* **INSTRUCTION**
Transcribe all records exactly.

— START RECORDED INFORMATION —

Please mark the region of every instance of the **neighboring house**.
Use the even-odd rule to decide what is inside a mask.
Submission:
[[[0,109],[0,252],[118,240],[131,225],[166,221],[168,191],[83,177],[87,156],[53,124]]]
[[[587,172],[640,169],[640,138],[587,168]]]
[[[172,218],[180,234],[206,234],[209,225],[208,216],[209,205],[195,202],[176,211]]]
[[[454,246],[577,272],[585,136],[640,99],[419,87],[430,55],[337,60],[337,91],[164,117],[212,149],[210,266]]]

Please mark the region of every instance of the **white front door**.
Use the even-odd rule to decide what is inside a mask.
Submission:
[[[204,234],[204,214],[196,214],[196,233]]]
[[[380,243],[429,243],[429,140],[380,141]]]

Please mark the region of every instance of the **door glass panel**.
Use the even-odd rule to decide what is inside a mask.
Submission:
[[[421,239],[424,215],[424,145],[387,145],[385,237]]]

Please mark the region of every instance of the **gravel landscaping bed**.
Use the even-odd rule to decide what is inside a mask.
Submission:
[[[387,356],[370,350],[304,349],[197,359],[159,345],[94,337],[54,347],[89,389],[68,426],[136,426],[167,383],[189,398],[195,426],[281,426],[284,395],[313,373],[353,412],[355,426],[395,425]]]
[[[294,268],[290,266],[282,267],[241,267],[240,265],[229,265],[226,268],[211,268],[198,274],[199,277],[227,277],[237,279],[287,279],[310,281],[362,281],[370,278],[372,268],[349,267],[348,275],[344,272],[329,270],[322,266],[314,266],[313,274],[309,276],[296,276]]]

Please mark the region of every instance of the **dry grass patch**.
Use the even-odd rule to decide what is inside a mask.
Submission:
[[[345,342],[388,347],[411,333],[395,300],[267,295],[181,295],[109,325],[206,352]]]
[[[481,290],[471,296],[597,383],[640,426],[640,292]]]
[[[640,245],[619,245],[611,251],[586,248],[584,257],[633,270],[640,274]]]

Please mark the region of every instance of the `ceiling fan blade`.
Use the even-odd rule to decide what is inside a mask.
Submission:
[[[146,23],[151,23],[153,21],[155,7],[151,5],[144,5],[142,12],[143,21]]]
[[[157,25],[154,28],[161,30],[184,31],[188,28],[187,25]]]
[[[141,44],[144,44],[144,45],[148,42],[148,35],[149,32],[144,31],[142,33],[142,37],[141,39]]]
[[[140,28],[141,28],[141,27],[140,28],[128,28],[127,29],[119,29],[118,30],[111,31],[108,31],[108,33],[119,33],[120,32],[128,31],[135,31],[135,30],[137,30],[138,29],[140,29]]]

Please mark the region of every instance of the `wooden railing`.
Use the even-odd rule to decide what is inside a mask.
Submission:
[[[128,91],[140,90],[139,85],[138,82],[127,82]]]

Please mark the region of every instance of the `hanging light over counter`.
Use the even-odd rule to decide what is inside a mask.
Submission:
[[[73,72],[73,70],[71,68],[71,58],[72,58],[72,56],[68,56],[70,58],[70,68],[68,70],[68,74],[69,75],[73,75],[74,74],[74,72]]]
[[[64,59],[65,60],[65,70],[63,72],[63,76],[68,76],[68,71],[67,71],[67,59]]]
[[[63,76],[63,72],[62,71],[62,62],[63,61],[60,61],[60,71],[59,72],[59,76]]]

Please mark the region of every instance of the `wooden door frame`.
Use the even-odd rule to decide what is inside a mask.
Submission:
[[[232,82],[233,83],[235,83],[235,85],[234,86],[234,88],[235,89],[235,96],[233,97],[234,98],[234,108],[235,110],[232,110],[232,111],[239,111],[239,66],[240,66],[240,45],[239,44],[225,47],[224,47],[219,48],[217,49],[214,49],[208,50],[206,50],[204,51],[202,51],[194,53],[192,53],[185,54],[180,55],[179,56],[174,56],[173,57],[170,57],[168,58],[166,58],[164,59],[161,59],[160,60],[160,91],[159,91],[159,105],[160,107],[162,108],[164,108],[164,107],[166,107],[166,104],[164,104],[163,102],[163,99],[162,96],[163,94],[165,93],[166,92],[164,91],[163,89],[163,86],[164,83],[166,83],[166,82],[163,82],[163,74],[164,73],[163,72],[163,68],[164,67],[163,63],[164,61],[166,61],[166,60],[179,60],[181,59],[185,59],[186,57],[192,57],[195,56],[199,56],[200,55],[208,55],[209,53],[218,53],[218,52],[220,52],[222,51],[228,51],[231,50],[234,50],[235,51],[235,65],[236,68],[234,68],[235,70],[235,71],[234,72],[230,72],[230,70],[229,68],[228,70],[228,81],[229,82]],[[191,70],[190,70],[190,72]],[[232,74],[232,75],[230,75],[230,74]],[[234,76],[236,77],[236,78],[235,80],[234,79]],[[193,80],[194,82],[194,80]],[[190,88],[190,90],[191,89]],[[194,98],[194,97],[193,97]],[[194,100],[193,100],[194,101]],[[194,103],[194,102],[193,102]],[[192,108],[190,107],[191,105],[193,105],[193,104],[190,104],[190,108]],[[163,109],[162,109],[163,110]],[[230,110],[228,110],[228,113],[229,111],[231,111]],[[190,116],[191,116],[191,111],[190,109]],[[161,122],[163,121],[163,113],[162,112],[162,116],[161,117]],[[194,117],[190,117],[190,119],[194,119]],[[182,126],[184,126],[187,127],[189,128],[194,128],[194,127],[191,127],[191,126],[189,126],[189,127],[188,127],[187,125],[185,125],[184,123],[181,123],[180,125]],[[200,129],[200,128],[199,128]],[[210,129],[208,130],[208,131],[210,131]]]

— END RECORDED INFORMATION —

* **ANSWER TO THIS PROBLEM**
Please mark the region of every instance of the **neighboring house**.
Use the even-odd rule to decide what is inside a mask.
Submission:
[[[0,109],[0,252],[118,240],[131,225],[166,221],[168,191],[83,177],[87,156],[53,124]]]
[[[587,172],[640,169],[640,138],[587,168]]]
[[[172,218],[180,234],[206,234],[209,225],[208,216],[209,205],[195,202],[176,211]]]
[[[454,246],[577,272],[585,136],[640,99],[419,87],[430,55],[337,60],[337,91],[164,117],[212,149],[210,266]]]

Please mark the region of every instance of the **white front door**.
Use the even-odd rule to decide what is inside a mask.
Submission:
[[[204,234],[204,214],[196,214],[196,233]]]
[[[380,243],[429,243],[429,140],[380,141]]]

Please mark the region of every instance of the **door glass panel**.
Use the even-odd rule to decide what is inside a mask.
Submission:
[[[421,239],[424,215],[424,145],[387,145],[385,237]]]

Please mark the region of every instance of the **gravel landscaping bed**.
Use the even-odd rule to decide what is inside a mask.
Submission:
[[[387,356],[370,350],[304,349],[197,359],[159,345],[94,337],[54,347],[89,389],[68,426],[136,426],[167,383],[189,398],[195,426],[281,426],[284,395],[313,373],[353,412],[355,426],[395,425]]]
[[[294,268],[290,266],[282,267],[241,267],[240,265],[229,265],[226,268],[211,268],[198,274],[199,277],[227,277],[237,279],[287,279],[310,281],[362,281],[370,278],[372,268],[349,267],[348,275],[344,272],[329,270],[322,266],[314,266],[313,274],[309,276],[296,276]]]

Please mark the region of every instance of the **dry grass patch**.
Use the even-odd rule to decide what is inside a mask.
Submission:
[[[345,342],[388,347],[411,333],[395,300],[267,295],[181,295],[109,325],[206,352]]]
[[[481,290],[471,296],[597,383],[640,426],[640,292]]]
[[[640,245],[619,245],[611,251],[586,248],[584,257],[633,270],[640,274]]]

Please mark the region of every instance of the `ceiling fan blade`.
Use the even-odd rule to decide what is inside a mask.
Submission:
[[[146,23],[151,23],[153,21],[155,7],[151,5],[144,5],[142,12],[143,21]]]
[[[157,25],[154,28],[161,30],[184,31],[188,28],[187,25]]]
[[[141,44],[144,44],[144,45],[148,42],[148,35],[149,32],[144,31],[142,33],[142,37],[141,39]]]
[[[140,28],[141,28],[141,27],[140,28],[128,28],[127,29],[119,29],[118,30],[111,31],[108,31],[108,33],[119,33],[120,32],[128,31],[135,31],[135,30],[137,30],[138,29],[140,29]]]

Please mark the region of every instance of the `wooden railing`.
Use the even-odd rule to decide what is inside a mask.
Submission:
[[[128,91],[140,90],[139,85],[138,82],[127,82]]]

Please mark the region of every instance of the `hanging light over counter`.
Use the even-odd rule to decide what is inside a mask.
Submission:
[[[73,72],[73,70],[71,68],[71,58],[72,58],[72,56],[68,56],[70,58],[70,68],[68,70],[68,74],[69,75],[73,75],[74,74],[74,72]]]
[[[64,59],[65,60],[65,70],[63,72],[63,76],[68,76],[68,71],[67,71],[67,59]]]
[[[63,76],[63,72],[62,71],[62,62],[63,61],[60,61],[60,71],[59,72],[59,76]]]

Please mark the region of every instance of the `wooden door frame`.
Use the even-odd rule to decide what is inside a mask.
Submission:
[[[232,82],[233,83],[235,83],[235,85],[234,86],[234,88],[235,89],[235,96],[233,97],[234,98],[234,108],[235,110],[232,110],[232,111],[239,111],[239,66],[240,66],[240,45],[239,44],[225,47],[224,47],[219,48],[217,49],[214,49],[208,50],[206,50],[204,51],[202,51],[194,53],[192,53],[185,54],[180,55],[179,56],[174,56],[173,57],[170,57],[168,58],[166,58],[164,59],[161,59],[160,60],[160,91],[159,91],[159,105],[160,107],[162,108],[164,108],[164,107],[166,107],[166,104],[164,104],[163,102],[163,99],[162,96],[163,94],[165,93],[166,92],[164,91],[163,89],[163,86],[164,83],[166,83],[166,82],[163,82],[163,74],[164,73],[163,72],[163,68],[164,67],[163,63],[164,61],[166,61],[166,60],[179,60],[181,59],[185,59],[186,57],[192,57],[195,56],[199,56],[200,55],[208,55],[209,53],[218,53],[218,52],[220,52],[222,51],[228,51],[231,50],[234,50],[235,51],[235,65],[236,68],[234,68],[235,70],[235,71],[234,72],[230,72],[230,70],[229,68],[228,70],[228,81],[229,82]],[[191,70],[190,70],[190,72]],[[232,74],[232,75],[230,75],[230,74]],[[234,76],[236,77],[236,78],[235,80],[234,79]],[[193,80],[194,82],[194,80]],[[190,88],[190,90],[191,89]],[[194,98],[194,97],[193,97]],[[194,100],[193,100],[194,101]],[[194,103],[194,102],[193,102]],[[192,108],[190,107],[191,105],[193,105],[193,104],[190,104],[190,108]],[[163,109],[162,109],[163,110]],[[230,110],[228,110],[228,113],[229,111],[231,111]],[[190,116],[191,116],[191,111],[190,109]],[[161,122],[163,121],[163,113],[162,112],[162,116],[161,117]],[[194,117],[190,117],[190,119],[194,119]],[[182,126],[184,126],[187,127],[189,128],[194,128],[194,127],[191,127],[191,126],[189,126],[189,127],[188,127],[187,125],[185,125],[184,123],[181,123],[180,125]],[[200,129],[200,128],[199,128]],[[210,129],[208,130],[208,131],[210,131]]]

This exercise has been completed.